___ Provided material ___

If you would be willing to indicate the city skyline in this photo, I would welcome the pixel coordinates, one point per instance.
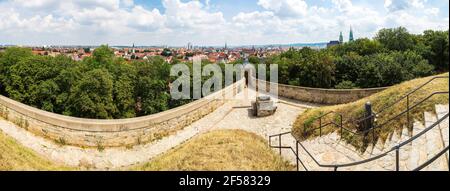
(209, 22)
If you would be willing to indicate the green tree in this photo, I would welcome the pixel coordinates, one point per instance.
(102, 55)
(92, 96)
(438, 43)
(254, 60)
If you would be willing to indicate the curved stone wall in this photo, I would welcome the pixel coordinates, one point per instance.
(320, 96)
(112, 133)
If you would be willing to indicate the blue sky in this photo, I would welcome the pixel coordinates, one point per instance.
(209, 22)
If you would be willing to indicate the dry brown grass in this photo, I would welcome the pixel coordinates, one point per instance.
(223, 150)
(15, 157)
(380, 100)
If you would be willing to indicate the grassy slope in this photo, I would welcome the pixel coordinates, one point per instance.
(355, 110)
(14, 156)
(220, 150)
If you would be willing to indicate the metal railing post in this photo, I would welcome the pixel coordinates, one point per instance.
(407, 112)
(320, 127)
(279, 143)
(296, 150)
(342, 126)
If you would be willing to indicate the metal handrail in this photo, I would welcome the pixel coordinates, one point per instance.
(395, 148)
(364, 132)
(406, 96)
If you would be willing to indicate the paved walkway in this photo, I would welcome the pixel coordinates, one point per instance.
(232, 115)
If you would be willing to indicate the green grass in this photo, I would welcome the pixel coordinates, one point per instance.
(15, 157)
(380, 100)
(222, 150)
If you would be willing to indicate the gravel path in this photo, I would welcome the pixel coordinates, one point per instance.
(232, 115)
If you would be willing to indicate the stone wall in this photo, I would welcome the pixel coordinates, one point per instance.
(317, 95)
(111, 133)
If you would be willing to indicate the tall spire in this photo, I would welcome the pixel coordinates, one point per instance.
(351, 39)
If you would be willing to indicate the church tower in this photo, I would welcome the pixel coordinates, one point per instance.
(350, 38)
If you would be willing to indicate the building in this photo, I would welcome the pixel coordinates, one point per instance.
(333, 43)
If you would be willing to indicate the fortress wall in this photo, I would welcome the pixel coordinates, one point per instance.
(112, 133)
(317, 95)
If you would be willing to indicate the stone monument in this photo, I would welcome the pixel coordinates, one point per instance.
(263, 106)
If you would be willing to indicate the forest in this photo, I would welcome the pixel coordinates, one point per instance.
(393, 56)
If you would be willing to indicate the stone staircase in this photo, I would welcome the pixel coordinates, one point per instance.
(330, 149)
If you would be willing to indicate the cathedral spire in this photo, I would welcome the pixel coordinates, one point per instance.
(351, 39)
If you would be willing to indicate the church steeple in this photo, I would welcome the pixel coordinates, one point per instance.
(350, 38)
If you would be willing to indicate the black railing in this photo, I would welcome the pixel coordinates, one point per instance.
(395, 149)
(406, 96)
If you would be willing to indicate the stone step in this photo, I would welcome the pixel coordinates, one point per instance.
(434, 144)
(418, 153)
(442, 110)
(405, 151)
(388, 162)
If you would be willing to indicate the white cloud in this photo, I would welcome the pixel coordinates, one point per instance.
(198, 21)
(399, 5)
(288, 8)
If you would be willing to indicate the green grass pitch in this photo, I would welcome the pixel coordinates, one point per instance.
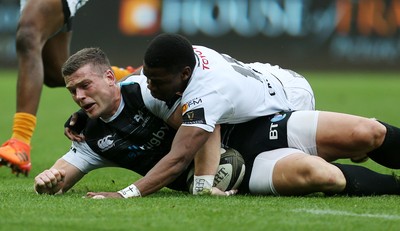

___

● **Exercise brief**
When you copy the records above, keep every word exact and leave out the pictures they contain.

● **Output for this task**
If you would be willing to indicate the city skyline in this photo, I would welcome the pixel coordinates, one point per instance.
(209, 22)
If you would be willing to indicate the green tree in this photo, I would welcome the pixel coordinates, one point per instance.
(102, 55)
(92, 96)
(438, 43)
(254, 60)
If you would be willing to indicate the curved stone wall in this photo, I would welcome the pixel coordinates, one point per instance.
(320, 96)
(112, 133)
If you would be willing to indicate the blue sky in this photo, I would welcome the pixel coordinates, one point per instance.
(209, 22)
If you would be willing to indicate the dry brown grass in this photo, I would welcome the pixel coordinates, one point per instance.
(223, 150)
(15, 157)
(380, 100)
If you would be willing to indicate the grassy slope in this photo, I would welcome the pixel coordinates, one point per instance.
(355, 110)
(14, 156)
(220, 150)
If you would be willing to indicate the metal railing post in this photo, I would welcome the pixel coordinates, one point per instance.
(407, 112)
(320, 127)
(279, 143)
(296, 150)
(342, 126)
If you would be willing to indicate the metal handrail in this photo, I would welcome the pixel coordinates, one point per instance.
(395, 148)
(364, 132)
(406, 96)
If you would be willing to indicate the paved walkway in this photo, I would welcome the pixel coordinates, one point per instance.
(232, 115)
If you would be willing to indicate the green grass in this photo, I would welcome the pixel coordinates, one point per instance.
(15, 157)
(380, 100)
(222, 150)
If you would be willing to indicate the gravel path in this photo, I would welcome the pixel coordinates, one point per instance.
(232, 115)
If you would be willing to indicate the stone wall in this photo, I would welcome the pixel coordinates, one point per instance.
(317, 95)
(111, 133)
If you would be willing to indicate the tall spire in this photo, I would welcome the pixel coordinates, one point per instance.
(351, 39)
If you would be willing to indicate the church tower in this photo, I would welcome the pixel coordinates, one point per instance.
(350, 38)
If you would be willing to indicate the building in this photo, I would welcome the pixel coordinates, one point per instance.
(333, 43)
If you would be willing to indicate the fortress wall in this photo, I would welcome the pixel coordinates, one point per instance.
(112, 133)
(317, 95)
If you would be willing to indicate the stone monument in this photo, I would welcome the pixel coordinates, one point per instance.
(263, 106)
If you would be willing to indicate the forest in this photo, I would welcome the pixel coordinates, one point per instance.
(393, 56)
If you would be willing to indicate the stone staircase in this photo, I would welcome the pixel coordinates, one point per instance.
(330, 149)
If you would be willing to indicate the cathedral spire in this photo, I would welcome the pixel coordinates, one point per instance.
(351, 39)
If you would be willing to indicate the church steeple in this photo, I would welcome the pixel coordinates, one point per instance.
(350, 38)
If you would be willing to indicate the black railing in this photo, I would welcome the pixel coordinates, one point per instance.
(395, 149)
(406, 96)
If you would be willing to indicate the stone step in this photo, I would welcome the pixel coordinates, one point per instance.
(434, 144)
(418, 153)
(442, 110)
(405, 151)
(388, 162)
If you would be willing to indicate the white cloud in this photo, I would welcome the pixel coordinates, one point per instance.
(198, 21)
(399, 5)
(288, 8)
If you would be willing to indicate the green grass pitch in this photo, I would welcome the pixel coordinates, one point per instance.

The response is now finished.